▸ **PROVIDED ENTRIES**
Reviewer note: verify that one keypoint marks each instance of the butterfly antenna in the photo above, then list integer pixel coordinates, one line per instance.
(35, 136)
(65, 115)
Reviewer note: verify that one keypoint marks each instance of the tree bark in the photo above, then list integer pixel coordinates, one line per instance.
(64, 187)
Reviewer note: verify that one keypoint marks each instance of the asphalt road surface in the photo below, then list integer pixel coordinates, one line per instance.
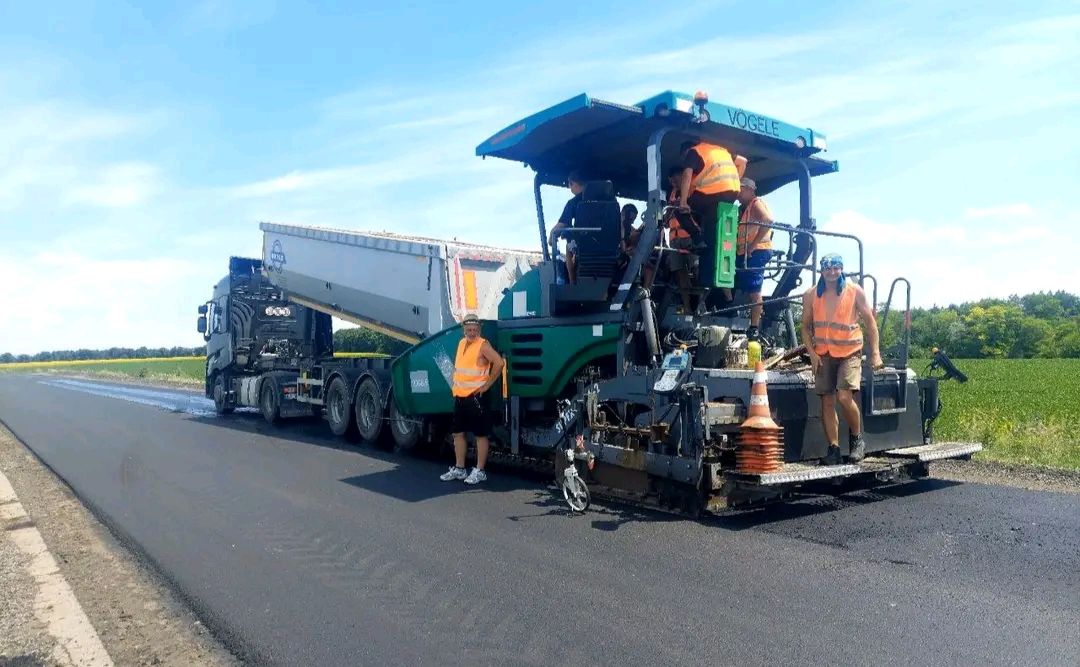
(297, 548)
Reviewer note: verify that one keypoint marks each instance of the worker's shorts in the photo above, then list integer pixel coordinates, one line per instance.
(839, 373)
(751, 278)
(470, 416)
(682, 261)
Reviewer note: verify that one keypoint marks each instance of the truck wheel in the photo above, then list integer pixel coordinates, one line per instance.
(220, 396)
(369, 411)
(339, 409)
(268, 402)
(405, 429)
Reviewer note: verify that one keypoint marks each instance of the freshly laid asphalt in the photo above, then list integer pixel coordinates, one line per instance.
(299, 548)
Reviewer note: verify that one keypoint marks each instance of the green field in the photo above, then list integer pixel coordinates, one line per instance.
(181, 370)
(1022, 410)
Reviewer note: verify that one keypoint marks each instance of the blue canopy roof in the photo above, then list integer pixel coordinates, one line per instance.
(606, 140)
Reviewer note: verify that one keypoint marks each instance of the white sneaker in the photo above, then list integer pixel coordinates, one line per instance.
(476, 476)
(454, 473)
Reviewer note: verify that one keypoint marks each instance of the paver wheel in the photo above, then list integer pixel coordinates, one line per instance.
(406, 430)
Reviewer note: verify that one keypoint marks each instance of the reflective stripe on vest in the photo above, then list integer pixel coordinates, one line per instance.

▸ **WHAT YOU SHOULD DO**
Rewrite all of the records above, replacing "keypoint" with "landmark" and keeping everything else the same. Leave the pictures out.

▸ **EXERCISE RESPONSE**
Reviewer note: verify that one landmark marks each instance of the butterfly antenna in the photo above, then list integer pixel coordinates, one line per instance.
(35, 136)
(65, 115)
Reviewer note: verify that one landmark marks each instance of the tree bark in the photo above, then list integer pixel coordinates, one line per instance.
(64, 187)
Reviewer note: verify that one landmark marks each instance of the asphalt road surface in the photo below, then list integer pixel coordinates, one line per instance.
(297, 548)
Reviewer note: verify that one landmark marks each instance of the worker's shorts in the photo above, then list integer pixel coordinates, one line per instance.
(839, 373)
(751, 278)
(470, 416)
(682, 261)
Reviewer note: verify that one landmark marks each instance of the truck wheel in the photo above, then list integer pixel coordinates, one line per instance.
(220, 396)
(369, 411)
(339, 409)
(268, 402)
(405, 429)
Reviewer note: verify that one landmark marks each instance of the freshly laid asphalt in the photo above, then list integer pixel coordinates, one line per instance.
(299, 548)
Reviewer note: verify that one landmark marks each instance of the green field in the photo above, then list integer pixel coordinates, one line per instance.
(181, 370)
(1022, 410)
Reviewer note: verify that one landmark marks each instance of the blue canopy roof in the photo above, then list integer pixel coordinates, one line per instance.
(606, 140)
Reviewer note: verify that one landmark marks each instance of the white sneaker in the photo above, then list integer pixel coordinates, one line per instance.
(476, 476)
(454, 473)
Reviewer note: verify that one landmark marks each instance of the paver wheel in the photo above, then list integer pixel coordinates, one line per instance.
(406, 430)
Reviewer note: verify that one landmark marks each instance of the reflective stripe on vest in the photo above, then list integer pixel coordinates, one line per instance.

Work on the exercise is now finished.